__ЗАДАНИЯ__
A: В какую школу, согласно тексту о десятом классе, автор перевёлся на вторую четверть?
B: Перечислите все школьные предметы, упомянутые в тексте о десятом классе.
C: Определите, соответствуют ли тексту о десятом классе следующие утверждения. Для каждого ответьте «да» или «нет» и приведите решающие слова текста дословной цитатой.
(i) Автор уехал из Павлодара из-за двух двоек за первую четверть.
(ii) В Ермаке не хватало учащихся для десятого класса.
(iii) Учиться в десятом классе автор пошёл осенью 1949 года.

__ИСХОДНЫЙ ТЕКСТ__
• • • •
25. О родне и о себе. Мой десятый класс

Владимир Иванович Маслов
     Мой десятый класс

     Осенью 1949 года я пошёл учиться в 10 класс. И поэтому меня освободили от работы раньше, чтобы я мог вовремя начать и закончить свой класс. Так как в Ермаке не хватало достаточного количества учащихся для десятого класса, пришлось ехать в Павлодар. Там проучился первую четверть, получил двойки по логике и немецкому языку, и на вторую четверть перевёлся в Ленинскую школу, в седьмой аул. Я уехал не из-за двух двоек, полученных за первую четверть, а из-за отношения к новичкам, прибывшим в городскую школу из села.

     Каждая учительница стремилась показать, как слабо готовят учеников в селе и им, патриоткам, приходится готовить и вытягивать их за уши. Только учительница по химии, классный руководитель и молодой педагог только что из университета, вела занятия красиво и грамотно. Мужчин в школе было один два. Один из них — учитель математики — был какой-то контуженный на фронте запасник, да ещё и с придурью.
• • • •
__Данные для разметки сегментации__
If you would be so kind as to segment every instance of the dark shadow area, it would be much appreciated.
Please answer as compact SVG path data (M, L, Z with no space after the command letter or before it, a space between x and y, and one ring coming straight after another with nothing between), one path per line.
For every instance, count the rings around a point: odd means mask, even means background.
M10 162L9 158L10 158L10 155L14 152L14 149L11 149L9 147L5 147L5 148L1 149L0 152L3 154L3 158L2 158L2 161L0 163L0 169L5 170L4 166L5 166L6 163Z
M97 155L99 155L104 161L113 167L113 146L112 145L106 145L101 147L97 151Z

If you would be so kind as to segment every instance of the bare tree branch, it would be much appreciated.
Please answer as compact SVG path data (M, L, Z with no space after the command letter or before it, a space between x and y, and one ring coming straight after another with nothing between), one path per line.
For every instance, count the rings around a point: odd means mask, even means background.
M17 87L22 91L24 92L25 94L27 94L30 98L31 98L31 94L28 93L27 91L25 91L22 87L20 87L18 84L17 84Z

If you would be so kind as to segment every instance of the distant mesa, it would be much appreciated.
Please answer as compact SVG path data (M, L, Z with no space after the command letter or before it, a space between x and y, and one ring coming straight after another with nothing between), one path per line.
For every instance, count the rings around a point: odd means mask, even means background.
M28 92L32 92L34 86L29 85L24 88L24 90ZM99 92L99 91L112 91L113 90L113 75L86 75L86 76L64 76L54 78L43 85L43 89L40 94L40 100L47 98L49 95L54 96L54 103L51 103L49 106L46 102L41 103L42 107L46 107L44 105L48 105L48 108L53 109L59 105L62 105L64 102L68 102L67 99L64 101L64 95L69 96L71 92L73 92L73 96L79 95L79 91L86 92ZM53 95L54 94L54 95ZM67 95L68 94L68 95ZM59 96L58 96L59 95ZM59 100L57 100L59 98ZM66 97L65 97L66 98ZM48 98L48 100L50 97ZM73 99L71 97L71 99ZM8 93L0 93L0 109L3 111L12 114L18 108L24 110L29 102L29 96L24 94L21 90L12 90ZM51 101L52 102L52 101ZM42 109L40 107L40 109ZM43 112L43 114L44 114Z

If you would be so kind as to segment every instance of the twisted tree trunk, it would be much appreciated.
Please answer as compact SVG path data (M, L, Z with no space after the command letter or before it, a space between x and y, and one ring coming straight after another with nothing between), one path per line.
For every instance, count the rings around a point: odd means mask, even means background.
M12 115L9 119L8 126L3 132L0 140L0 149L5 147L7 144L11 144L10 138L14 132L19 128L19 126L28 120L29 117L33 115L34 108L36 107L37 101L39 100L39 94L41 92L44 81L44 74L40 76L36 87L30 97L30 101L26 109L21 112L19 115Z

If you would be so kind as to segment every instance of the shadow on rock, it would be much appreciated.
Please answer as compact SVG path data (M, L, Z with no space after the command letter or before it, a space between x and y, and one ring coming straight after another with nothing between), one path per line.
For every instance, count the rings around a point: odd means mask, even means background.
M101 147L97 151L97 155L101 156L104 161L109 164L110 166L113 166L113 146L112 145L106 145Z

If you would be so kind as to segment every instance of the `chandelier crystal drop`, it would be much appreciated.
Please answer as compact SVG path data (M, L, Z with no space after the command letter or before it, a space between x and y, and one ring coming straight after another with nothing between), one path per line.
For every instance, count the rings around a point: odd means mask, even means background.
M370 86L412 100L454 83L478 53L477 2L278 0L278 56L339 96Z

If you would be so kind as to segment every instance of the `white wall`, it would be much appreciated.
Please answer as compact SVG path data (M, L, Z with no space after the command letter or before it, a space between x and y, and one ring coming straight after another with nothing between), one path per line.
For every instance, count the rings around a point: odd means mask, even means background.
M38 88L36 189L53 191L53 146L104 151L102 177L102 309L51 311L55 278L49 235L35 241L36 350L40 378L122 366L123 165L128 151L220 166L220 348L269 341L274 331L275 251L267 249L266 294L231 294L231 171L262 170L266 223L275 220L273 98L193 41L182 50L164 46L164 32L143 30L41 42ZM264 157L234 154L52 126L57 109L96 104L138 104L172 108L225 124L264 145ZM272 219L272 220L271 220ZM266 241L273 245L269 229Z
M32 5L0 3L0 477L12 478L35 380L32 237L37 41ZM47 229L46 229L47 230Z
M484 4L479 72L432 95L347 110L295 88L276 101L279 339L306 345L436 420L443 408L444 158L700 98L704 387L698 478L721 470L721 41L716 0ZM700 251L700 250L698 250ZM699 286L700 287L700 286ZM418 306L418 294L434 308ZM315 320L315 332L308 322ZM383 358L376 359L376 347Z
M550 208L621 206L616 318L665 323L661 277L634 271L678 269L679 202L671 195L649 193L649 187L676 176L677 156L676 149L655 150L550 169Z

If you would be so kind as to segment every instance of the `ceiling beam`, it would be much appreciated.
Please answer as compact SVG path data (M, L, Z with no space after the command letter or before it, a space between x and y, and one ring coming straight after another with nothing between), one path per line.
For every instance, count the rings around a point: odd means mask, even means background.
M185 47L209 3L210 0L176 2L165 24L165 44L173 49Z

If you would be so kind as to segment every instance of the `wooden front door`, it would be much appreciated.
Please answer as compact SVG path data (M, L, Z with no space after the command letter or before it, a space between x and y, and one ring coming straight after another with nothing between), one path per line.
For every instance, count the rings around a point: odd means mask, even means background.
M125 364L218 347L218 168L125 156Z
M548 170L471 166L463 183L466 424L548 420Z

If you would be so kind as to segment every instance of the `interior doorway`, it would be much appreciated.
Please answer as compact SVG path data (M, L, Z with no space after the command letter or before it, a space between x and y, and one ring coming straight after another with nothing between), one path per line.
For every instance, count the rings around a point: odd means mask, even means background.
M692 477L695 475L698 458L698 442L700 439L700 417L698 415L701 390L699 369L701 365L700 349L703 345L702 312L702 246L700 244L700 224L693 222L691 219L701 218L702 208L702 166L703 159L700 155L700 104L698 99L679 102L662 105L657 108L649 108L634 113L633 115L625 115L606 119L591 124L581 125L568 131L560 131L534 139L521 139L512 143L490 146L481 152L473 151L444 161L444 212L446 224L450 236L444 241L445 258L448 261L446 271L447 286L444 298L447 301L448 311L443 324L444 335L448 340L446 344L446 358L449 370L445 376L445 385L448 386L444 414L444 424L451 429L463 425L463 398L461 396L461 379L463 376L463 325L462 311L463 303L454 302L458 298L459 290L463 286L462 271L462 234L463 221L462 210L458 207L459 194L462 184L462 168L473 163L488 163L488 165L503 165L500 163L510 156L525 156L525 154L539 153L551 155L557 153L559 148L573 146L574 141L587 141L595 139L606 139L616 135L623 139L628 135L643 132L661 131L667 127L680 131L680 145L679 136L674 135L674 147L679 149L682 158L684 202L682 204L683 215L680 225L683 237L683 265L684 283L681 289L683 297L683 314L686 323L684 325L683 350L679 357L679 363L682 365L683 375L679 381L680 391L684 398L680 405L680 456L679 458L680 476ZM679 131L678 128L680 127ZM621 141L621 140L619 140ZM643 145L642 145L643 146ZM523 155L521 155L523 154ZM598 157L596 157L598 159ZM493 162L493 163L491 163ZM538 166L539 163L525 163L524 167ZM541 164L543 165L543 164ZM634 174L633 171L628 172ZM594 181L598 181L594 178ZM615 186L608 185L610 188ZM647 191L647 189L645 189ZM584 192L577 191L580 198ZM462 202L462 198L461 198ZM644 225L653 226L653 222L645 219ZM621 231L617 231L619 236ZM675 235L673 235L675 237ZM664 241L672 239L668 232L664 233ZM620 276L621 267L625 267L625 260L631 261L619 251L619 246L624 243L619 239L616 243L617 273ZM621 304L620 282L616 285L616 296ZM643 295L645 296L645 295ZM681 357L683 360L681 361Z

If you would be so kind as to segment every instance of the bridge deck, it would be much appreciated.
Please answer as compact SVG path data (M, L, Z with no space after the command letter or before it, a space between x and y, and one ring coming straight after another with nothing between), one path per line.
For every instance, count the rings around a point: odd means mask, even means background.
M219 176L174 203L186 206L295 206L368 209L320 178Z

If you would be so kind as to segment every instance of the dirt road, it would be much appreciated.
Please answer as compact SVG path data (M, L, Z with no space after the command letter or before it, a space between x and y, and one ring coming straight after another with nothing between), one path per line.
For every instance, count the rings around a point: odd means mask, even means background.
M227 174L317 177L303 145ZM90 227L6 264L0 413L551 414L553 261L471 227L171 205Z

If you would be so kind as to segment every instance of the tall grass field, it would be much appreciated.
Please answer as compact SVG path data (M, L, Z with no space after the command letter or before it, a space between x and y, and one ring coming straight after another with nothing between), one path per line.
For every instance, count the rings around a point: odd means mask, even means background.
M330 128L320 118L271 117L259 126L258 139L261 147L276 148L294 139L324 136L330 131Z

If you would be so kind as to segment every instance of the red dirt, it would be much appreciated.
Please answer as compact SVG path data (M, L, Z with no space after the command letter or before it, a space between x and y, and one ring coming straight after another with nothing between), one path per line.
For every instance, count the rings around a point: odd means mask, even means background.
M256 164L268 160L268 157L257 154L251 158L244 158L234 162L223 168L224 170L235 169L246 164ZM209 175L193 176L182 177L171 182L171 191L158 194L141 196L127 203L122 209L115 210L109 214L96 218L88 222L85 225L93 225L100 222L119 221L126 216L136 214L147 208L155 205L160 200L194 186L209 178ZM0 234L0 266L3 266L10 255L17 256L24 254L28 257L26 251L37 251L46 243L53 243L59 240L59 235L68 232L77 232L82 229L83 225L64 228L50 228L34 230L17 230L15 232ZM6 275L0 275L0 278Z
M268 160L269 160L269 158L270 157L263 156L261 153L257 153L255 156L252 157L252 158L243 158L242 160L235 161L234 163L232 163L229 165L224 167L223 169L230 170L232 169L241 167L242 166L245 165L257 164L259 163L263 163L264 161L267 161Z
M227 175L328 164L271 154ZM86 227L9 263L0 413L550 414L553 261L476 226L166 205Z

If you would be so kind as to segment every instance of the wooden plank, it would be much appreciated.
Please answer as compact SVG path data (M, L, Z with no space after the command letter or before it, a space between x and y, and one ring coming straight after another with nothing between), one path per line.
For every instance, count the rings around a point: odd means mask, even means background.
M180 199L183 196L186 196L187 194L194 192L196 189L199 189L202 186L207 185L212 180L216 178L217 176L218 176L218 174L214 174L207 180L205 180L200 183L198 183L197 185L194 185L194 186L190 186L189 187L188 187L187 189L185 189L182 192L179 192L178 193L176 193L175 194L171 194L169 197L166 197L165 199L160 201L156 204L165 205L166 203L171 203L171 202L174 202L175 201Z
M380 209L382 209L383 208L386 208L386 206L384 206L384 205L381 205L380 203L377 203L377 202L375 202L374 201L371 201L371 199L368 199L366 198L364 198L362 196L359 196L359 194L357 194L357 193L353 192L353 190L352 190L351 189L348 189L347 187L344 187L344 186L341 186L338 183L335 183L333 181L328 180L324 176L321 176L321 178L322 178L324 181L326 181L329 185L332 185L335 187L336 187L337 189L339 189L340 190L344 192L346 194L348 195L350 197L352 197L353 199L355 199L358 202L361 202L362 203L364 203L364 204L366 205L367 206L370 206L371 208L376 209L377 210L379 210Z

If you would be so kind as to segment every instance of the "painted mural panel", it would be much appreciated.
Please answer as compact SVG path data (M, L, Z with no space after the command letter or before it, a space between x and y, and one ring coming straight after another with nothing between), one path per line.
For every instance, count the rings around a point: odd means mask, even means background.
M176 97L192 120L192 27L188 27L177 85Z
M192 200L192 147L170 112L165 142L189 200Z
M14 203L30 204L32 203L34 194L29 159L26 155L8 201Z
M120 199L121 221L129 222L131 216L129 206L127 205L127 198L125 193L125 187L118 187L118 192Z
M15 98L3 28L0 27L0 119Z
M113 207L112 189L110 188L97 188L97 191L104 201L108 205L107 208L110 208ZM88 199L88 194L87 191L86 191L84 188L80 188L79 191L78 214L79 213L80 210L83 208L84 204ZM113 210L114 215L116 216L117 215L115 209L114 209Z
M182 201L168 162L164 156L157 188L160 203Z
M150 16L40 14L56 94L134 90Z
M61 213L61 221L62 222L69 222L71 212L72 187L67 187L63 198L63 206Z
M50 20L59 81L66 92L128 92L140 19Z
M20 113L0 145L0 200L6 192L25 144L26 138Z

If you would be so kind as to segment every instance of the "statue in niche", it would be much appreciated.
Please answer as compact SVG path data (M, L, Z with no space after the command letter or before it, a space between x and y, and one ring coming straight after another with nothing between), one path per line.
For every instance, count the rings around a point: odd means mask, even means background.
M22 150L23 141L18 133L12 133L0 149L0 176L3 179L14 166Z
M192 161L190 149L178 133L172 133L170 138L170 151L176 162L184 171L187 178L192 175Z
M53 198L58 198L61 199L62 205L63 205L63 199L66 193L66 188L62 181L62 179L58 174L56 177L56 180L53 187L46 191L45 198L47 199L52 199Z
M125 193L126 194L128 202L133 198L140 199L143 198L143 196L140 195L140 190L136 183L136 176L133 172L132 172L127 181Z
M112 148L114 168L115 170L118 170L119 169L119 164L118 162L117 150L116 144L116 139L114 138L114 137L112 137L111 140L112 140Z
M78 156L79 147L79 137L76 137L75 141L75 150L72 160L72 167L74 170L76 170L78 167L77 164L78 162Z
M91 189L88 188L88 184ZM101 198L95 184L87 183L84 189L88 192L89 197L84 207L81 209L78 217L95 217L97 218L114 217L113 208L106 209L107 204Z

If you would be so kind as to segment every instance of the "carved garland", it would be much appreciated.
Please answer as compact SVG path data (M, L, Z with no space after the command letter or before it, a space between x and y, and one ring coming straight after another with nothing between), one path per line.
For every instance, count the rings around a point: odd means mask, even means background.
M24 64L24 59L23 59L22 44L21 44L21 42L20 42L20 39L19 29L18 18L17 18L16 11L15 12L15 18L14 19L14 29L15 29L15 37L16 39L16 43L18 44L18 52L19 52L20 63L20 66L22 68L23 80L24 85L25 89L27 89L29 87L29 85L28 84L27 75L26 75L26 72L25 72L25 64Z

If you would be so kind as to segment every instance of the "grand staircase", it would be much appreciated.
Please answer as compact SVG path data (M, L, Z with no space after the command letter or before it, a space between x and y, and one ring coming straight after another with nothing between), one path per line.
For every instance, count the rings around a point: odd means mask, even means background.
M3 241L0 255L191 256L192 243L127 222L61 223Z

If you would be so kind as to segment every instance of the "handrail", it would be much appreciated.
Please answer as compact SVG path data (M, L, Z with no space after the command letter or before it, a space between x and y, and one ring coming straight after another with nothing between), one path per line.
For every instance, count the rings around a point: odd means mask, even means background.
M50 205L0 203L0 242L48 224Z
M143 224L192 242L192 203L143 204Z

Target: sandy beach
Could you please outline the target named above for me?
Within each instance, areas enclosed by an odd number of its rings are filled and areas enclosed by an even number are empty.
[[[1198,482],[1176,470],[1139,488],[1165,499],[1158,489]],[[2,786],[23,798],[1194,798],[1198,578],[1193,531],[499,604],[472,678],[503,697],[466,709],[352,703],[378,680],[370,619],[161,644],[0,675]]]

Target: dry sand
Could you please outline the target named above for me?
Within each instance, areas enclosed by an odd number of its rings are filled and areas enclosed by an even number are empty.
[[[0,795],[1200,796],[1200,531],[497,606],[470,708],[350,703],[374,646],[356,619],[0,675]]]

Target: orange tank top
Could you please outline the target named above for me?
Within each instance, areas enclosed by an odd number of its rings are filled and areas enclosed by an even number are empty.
• • • •
__ОЖИДАЕМЫЕ ОТВЕТЫ__
A: В Ленинскую школу, в седьмой аул.

B: Логика, немецкий язык, химия, математика.

C:
(i) Нет: «Я уехал не из-за двух двоек, полученных за первую четверть, а из-за отношения к новичкам, прибывшим в городскую школу из села».
(ii) Да: «Так как в Ермаке не хватало достаточного количества учащихся для десятого класса».
(iii) Да: «Осенью 1949 года я пошёл учиться в 10 класс».